------ THE DATA
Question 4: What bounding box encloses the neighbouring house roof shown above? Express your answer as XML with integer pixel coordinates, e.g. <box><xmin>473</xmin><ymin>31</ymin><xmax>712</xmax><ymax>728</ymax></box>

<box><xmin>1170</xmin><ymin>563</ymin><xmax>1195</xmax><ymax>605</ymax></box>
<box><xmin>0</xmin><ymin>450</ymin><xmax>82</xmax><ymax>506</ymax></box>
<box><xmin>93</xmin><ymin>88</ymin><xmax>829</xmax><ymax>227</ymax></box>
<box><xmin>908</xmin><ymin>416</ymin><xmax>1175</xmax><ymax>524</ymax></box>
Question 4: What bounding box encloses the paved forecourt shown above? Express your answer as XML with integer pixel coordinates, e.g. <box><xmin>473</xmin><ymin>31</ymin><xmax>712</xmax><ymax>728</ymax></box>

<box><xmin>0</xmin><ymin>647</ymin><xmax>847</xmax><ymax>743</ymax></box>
------------
YOUR GOAL =
Change every "integer pixel coordinates" in the listing above to "whole-number pixel coordinates", and give the listing again with everything else unchanged.

EXERCISE OUTPUT =
Question 4: What bounding box encloses the neighbouring house roof shown above? Express your answer as XML with whole-number pixel coordinates, e.g. <box><xmin>473</xmin><ymin>31</ymin><xmax>712</xmax><ymax>728</ymax></box>

<box><xmin>1170</xmin><ymin>563</ymin><xmax>1195</xmax><ymax>605</ymax></box>
<box><xmin>0</xmin><ymin>450</ymin><xmax>82</xmax><ymax>506</ymax></box>
<box><xmin>93</xmin><ymin>88</ymin><xmax>829</xmax><ymax>227</ymax></box>
<box><xmin>908</xmin><ymin>416</ymin><xmax>1175</xmax><ymax>524</ymax></box>
Question 4: What bounding box encloses the paved forecourt shown above? Express your answer as XML with whole-number pixel coordinates, e.g. <box><xmin>473</xmin><ymin>31</ymin><xmax>712</xmax><ymax>728</ymax></box>

<box><xmin>0</xmin><ymin>647</ymin><xmax>847</xmax><ymax>743</ymax></box>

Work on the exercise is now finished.